=== Dataset content ===
::::::::

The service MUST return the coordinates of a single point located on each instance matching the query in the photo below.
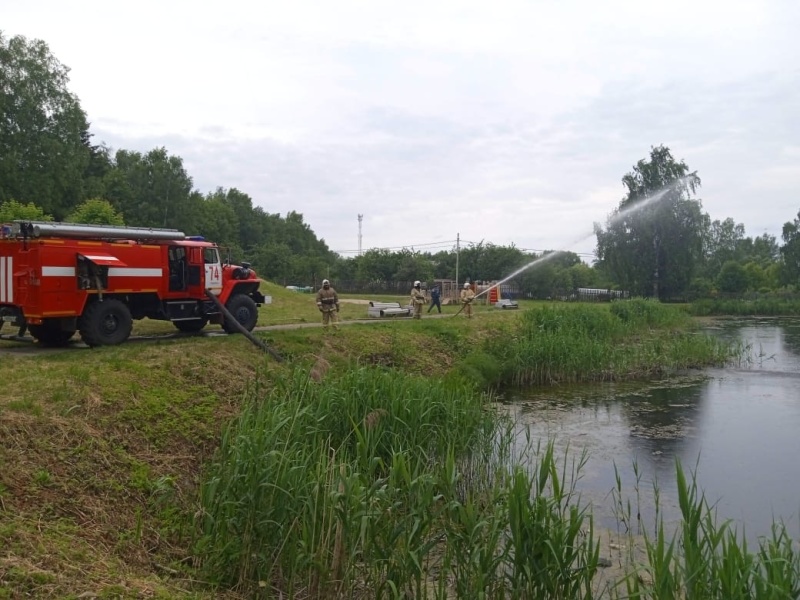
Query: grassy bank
(109, 457)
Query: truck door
(213, 270)
(194, 272)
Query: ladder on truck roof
(37, 229)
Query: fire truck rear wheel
(48, 335)
(244, 309)
(106, 323)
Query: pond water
(736, 428)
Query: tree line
(658, 242)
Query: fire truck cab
(57, 279)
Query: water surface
(737, 427)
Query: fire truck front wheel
(106, 323)
(244, 310)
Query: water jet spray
(635, 207)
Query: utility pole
(360, 218)
(458, 239)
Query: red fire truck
(59, 278)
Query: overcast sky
(507, 121)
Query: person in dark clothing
(435, 299)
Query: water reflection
(739, 426)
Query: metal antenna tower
(360, 218)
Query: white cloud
(509, 122)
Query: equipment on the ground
(59, 278)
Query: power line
(452, 244)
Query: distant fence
(451, 290)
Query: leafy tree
(790, 252)
(762, 249)
(723, 242)
(652, 243)
(96, 212)
(11, 210)
(732, 278)
(412, 265)
(43, 156)
(700, 287)
(151, 190)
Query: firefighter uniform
(418, 299)
(467, 295)
(328, 303)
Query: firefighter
(417, 299)
(467, 295)
(435, 299)
(328, 304)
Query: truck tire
(48, 334)
(191, 326)
(244, 309)
(105, 323)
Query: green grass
(392, 460)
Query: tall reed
(380, 485)
(633, 338)
(705, 559)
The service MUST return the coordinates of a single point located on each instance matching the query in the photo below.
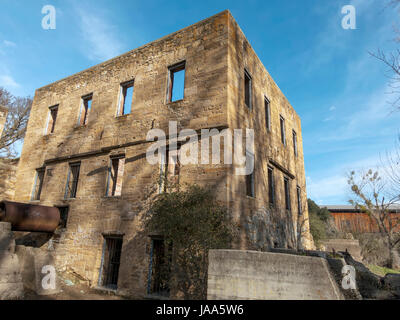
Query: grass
(381, 271)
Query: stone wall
(258, 216)
(249, 275)
(8, 177)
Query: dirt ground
(74, 292)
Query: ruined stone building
(85, 151)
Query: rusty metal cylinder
(29, 217)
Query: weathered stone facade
(8, 172)
(215, 52)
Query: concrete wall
(269, 276)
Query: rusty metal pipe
(29, 217)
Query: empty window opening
(300, 212)
(115, 176)
(72, 180)
(63, 216)
(52, 119)
(176, 82)
(287, 193)
(283, 130)
(271, 187)
(111, 261)
(247, 89)
(126, 98)
(250, 185)
(295, 143)
(160, 268)
(85, 109)
(267, 114)
(38, 184)
(169, 169)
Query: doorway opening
(111, 261)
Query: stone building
(85, 151)
(8, 171)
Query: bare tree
(374, 195)
(392, 61)
(17, 120)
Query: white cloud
(7, 81)
(8, 43)
(100, 40)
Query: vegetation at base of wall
(320, 222)
(191, 222)
(381, 271)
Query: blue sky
(337, 88)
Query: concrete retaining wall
(249, 275)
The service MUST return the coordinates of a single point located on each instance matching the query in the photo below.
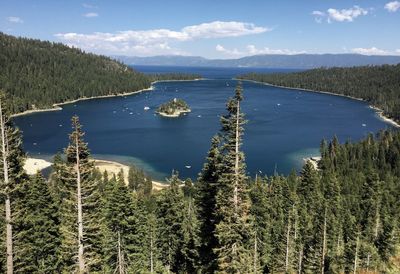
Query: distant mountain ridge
(301, 61)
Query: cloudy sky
(212, 29)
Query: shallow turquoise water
(283, 126)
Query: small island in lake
(173, 108)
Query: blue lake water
(283, 126)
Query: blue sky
(212, 29)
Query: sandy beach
(32, 165)
(57, 106)
(378, 111)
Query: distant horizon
(211, 29)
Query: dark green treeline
(342, 217)
(378, 85)
(37, 74)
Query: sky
(209, 28)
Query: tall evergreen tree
(38, 238)
(233, 230)
(12, 175)
(80, 206)
(206, 190)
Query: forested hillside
(342, 218)
(36, 74)
(378, 85)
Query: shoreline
(378, 111)
(33, 165)
(57, 106)
(176, 114)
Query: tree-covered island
(173, 108)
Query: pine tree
(260, 209)
(80, 210)
(12, 176)
(170, 215)
(38, 239)
(233, 230)
(206, 190)
(119, 220)
(190, 229)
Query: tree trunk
(287, 245)
(9, 236)
(356, 255)
(235, 191)
(377, 222)
(151, 252)
(81, 259)
(323, 246)
(300, 260)
(255, 253)
(121, 269)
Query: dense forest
(343, 217)
(378, 85)
(175, 106)
(36, 74)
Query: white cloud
(375, 51)
(346, 14)
(89, 6)
(253, 50)
(91, 14)
(156, 41)
(318, 15)
(392, 6)
(342, 15)
(218, 29)
(14, 19)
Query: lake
(284, 126)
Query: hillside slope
(300, 61)
(378, 85)
(36, 74)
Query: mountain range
(300, 61)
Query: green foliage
(233, 228)
(37, 240)
(378, 85)
(172, 107)
(77, 153)
(37, 74)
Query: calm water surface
(283, 126)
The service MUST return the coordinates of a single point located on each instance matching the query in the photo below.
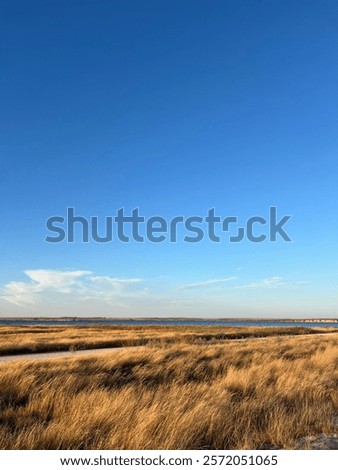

::::::::

=== To do ===
Please repeat the records above exactly, omitting any pictures they contain.

=== Answer for this exercise ===
The service MUST return the coordinates of a single point located on each instance matching the query in the photo below.
Query: grassy bank
(109, 457)
Query: truck door
(213, 270)
(194, 272)
Query: ladder on truck roof
(37, 229)
Query: fire truck rear wheel
(48, 335)
(244, 309)
(106, 323)
Query: pond water
(736, 428)
Query: tree line
(658, 242)
Query: fire truck cab
(57, 279)
Query: water surface
(737, 427)
Query: fire truck front wheel
(106, 323)
(244, 310)
Query: water jet spray
(635, 207)
Query: utility pole
(360, 218)
(458, 239)
Query: red fire truck
(59, 278)
Query: overcast sky
(507, 121)
Query: person in dark clothing
(435, 299)
Query: water reflection
(739, 426)
Query: metal antenna tower
(360, 218)
Query: white cloud
(509, 122)
Query: equipment on the ground
(59, 278)
Query: power line
(452, 244)
Query: distant fence
(451, 290)
Query: leafy tree
(790, 252)
(762, 249)
(723, 242)
(652, 243)
(96, 212)
(11, 210)
(732, 278)
(412, 265)
(43, 156)
(700, 287)
(151, 190)
Query: firefighter uniform
(418, 299)
(467, 295)
(328, 303)
Query: firefighter
(417, 299)
(467, 295)
(435, 299)
(328, 304)
Query: truck tire
(48, 334)
(191, 326)
(244, 309)
(105, 323)
Query: green grass
(392, 460)
Query: tall reed
(380, 485)
(633, 338)
(705, 559)
The service MUST return the coordinates of a single point located on each instance matching the query in the photo below.
Query: grass
(381, 271)
Query: stone wall
(258, 216)
(249, 275)
(8, 177)
Query: dirt ground
(74, 292)
Query: ruined stone building
(85, 151)
Query: rusty metal cylinder
(29, 217)
Query: weathered stone facade
(8, 172)
(215, 52)
Query: concrete wall
(269, 276)
Query: rusty metal pipe
(29, 217)
Query: empty window opening
(300, 212)
(115, 176)
(72, 180)
(63, 216)
(52, 119)
(176, 82)
(287, 193)
(283, 130)
(271, 187)
(111, 261)
(247, 89)
(126, 98)
(250, 185)
(295, 143)
(160, 268)
(85, 109)
(267, 114)
(38, 184)
(169, 169)
Query: doorway opening
(111, 261)
Query: stone building
(85, 151)
(8, 171)
Query: bare tree
(374, 195)
(392, 61)
(17, 120)
Query: white cloud
(7, 81)
(8, 43)
(100, 40)
Query: vegetation at base of wall
(320, 222)
(191, 222)
(381, 271)
Query: blue sky
(337, 88)
Query: concrete retaining wall
(249, 275)
The service MUST return the coordinates of a single point located on each instance matching the query in the photo below.
Query: distant mountain ridge
(301, 61)
Query: cloudy sky
(212, 29)
Query: shallow turquoise water
(283, 126)
Query: small island in lake
(173, 108)
Query: blue lake water
(283, 126)
Query: blue sky
(212, 29)
Query: sandy beach
(32, 165)
(57, 106)
(378, 111)
Query: distant horizon
(211, 29)
Query: dark green treeline
(342, 217)
(378, 85)
(37, 74)
Query: sky
(209, 28)
Query: tall evergreen tree
(38, 238)
(233, 230)
(12, 175)
(80, 206)
(206, 190)
Query: forested hillside
(342, 218)
(36, 74)
(378, 85)
Query: shoreline
(378, 111)
(33, 165)
(57, 106)
(176, 114)
Query: tree-covered island
(173, 108)
Query: pine tree
(260, 209)
(80, 210)
(12, 176)
(170, 215)
(38, 239)
(233, 230)
(206, 190)
(119, 220)
(190, 229)
Query: tree trunk
(287, 245)
(9, 236)
(356, 255)
(235, 191)
(377, 222)
(151, 252)
(81, 259)
(323, 246)
(300, 260)
(255, 253)
(121, 269)
Query: dense forest
(343, 217)
(378, 85)
(175, 106)
(36, 74)
Query: white cloud
(375, 51)
(346, 14)
(89, 6)
(253, 50)
(91, 14)
(156, 41)
(318, 15)
(392, 6)
(342, 15)
(218, 29)
(14, 19)
Query: lake
(284, 126)
Query: hillside slope
(300, 61)
(378, 85)
(36, 74)
Query: mountain range
(300, 61)
Query: green foliage
(233, 228)
(37, 240)
(378, 85)
(172, 107)
(77, 153)
(37, 74)
Query: calm water surface
(283, 126)
The service MUST return the coordinates of a single point located on each instance matching the query in the photo below.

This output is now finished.